▸ **Provided passage**:
- - - - - - -

Bay St. has always been a great place to work; in recent years, it has also become a place to live. Though largely corporate south of Dundas St., north of that it is largely residential. Condo towers now line Bay north to Bloor St. and even beyond. But after decades of being one thing then another — institutional, commercial, corporate, domestic — Bay is an architectural and planning mish-mash. Though there are impressive stretches in the downtown section, it falls apart quickly. As much as any street in Toronto, Bay illustrates the sort of planning confusion that has kept the city from achieving greatness.

Rather than coming up with an approach and sticking with it, official Toronto has pretty much allowed developers to do what they want. Or so it seems. It’s not the mixed use that bothers; it’s the built formlessness that irks. There are some fine buildings on Bay, but not enough to compensate for the lack of appropriateness and the discordant scale of things.

- - - - - - -

▸ **Prompt**: Please write out everything from "Bay St. has" down to "from achieving greatness." in the passage about Bay St., word for word.

- - - - - - -

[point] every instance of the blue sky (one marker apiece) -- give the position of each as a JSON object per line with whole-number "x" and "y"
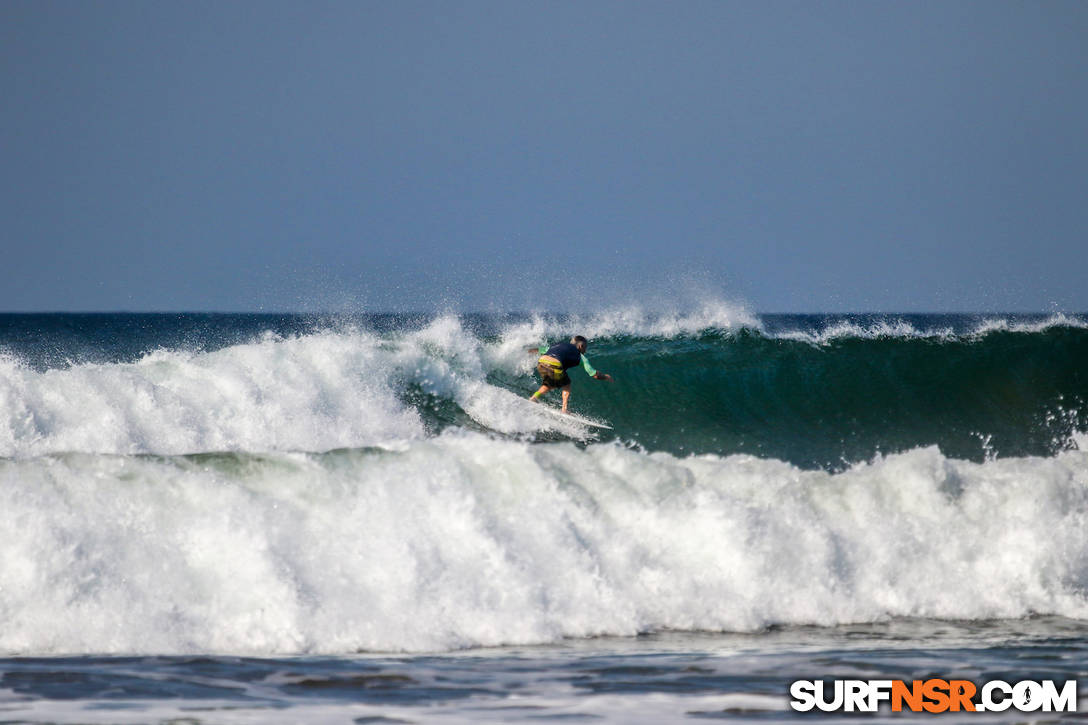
{"x": 387, "y": 156}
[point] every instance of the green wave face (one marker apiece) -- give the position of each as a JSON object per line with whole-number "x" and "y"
{"x": 825, "y": 405}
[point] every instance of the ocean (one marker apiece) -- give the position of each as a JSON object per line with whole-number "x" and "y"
{"x": 359, "y": 518}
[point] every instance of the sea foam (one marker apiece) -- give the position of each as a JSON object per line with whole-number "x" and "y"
{"x": 464, "y": 540}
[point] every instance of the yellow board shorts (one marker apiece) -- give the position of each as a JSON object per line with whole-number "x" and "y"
{"x": 552, "y": 372}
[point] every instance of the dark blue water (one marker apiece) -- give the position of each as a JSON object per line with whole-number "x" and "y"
{"x": 250, "y": 518}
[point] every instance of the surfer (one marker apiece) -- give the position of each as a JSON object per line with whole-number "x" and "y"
{"x": 556, "y": 360}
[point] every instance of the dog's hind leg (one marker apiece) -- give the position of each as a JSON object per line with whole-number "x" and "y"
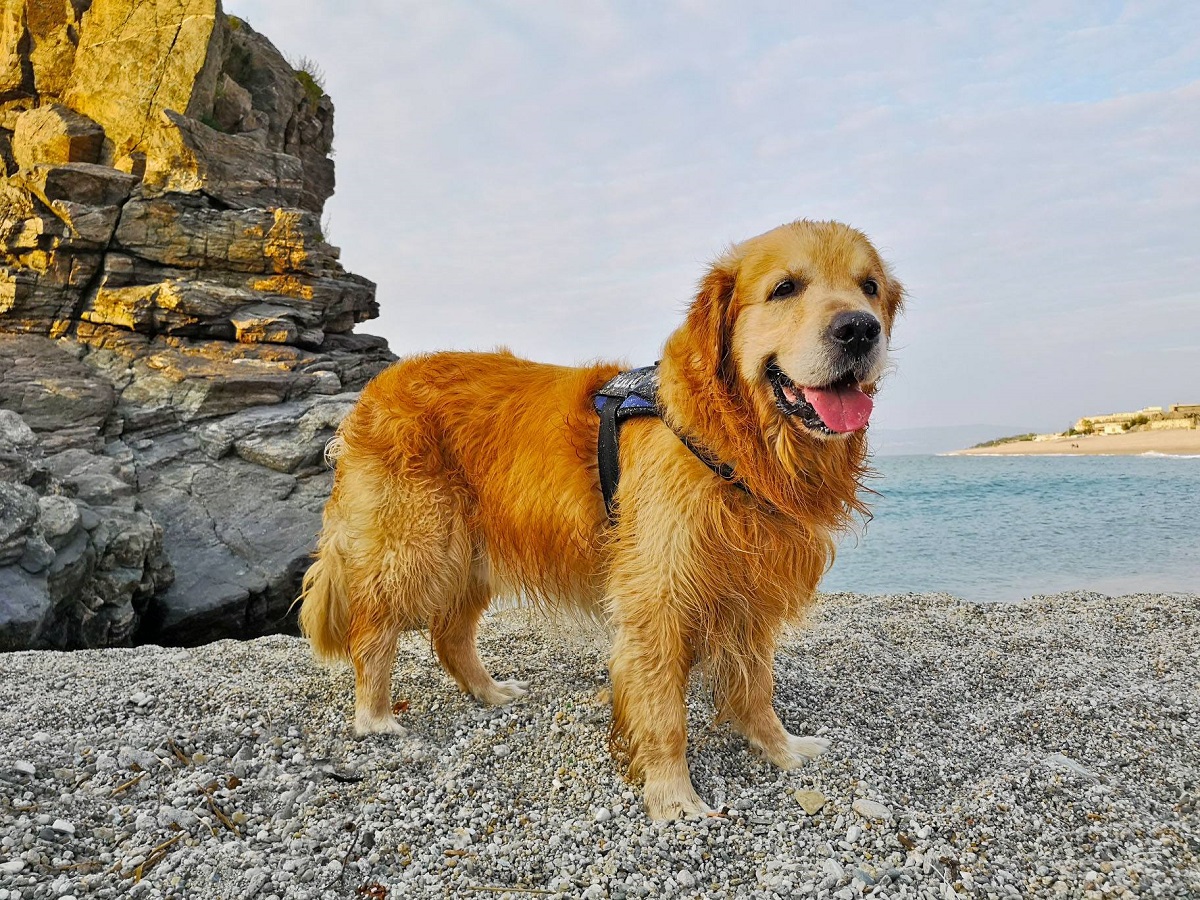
{"x": 412, "y": 556}
{"x": 454, "y": 630}
{"x": 373, "y": 653}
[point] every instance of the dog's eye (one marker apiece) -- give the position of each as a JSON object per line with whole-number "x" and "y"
{"x": 785, "y": 288}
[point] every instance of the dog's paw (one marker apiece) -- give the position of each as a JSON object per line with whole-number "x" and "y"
{"x": 501, "y": 693}
{"x": 663, "y": 808}
{"x": 797, "y": 750}
{"x": 673, "y": 798}
{"x": 366, "y": 725}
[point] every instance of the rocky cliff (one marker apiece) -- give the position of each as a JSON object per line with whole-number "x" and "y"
{"x": 177, "y": 334}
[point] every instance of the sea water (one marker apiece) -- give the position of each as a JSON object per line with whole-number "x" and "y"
{"x": 1008, "y": 527}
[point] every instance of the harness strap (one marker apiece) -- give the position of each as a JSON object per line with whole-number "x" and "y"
{"x": 609, "y": 451}
{"x": 631, "y": 394}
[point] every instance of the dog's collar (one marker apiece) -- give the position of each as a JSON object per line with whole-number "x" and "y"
{"x": 634, "y": 394}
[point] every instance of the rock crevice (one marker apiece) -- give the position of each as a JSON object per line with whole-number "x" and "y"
{"x": 177, "y": 336}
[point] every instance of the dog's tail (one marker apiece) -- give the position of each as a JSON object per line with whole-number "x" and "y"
{"x": 323, "y": 609}
{"x": 324, "y": 604}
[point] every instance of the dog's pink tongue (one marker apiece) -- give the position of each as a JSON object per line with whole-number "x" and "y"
{"x": 840, "y": 408}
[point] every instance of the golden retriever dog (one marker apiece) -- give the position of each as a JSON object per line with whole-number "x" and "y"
{"x": 462, "y": 477}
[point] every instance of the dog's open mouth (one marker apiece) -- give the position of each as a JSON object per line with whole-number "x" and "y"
{"x": 837, "y": 408}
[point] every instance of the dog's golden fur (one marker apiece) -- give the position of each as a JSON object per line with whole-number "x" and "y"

- - - - - - -

▸ **Final answer**:
Bay St. has always been a great place to work; in recent years, it has also become a place to live. Though largely corporate south of Dundas St., north of that it is largely residential. Condo towers now line Bay north to Bloor St. and even beyond. But after decades of being one thing then another — institutional, commercial, corporate, domestic — Bay is an architectural and planning mish-mash. Though there are impressive stretches in the downtown section, it falls apart quickly. As much as any street in Toronto, Bay illustrates the sort of planning confusion that has kept the city from achieving greatness.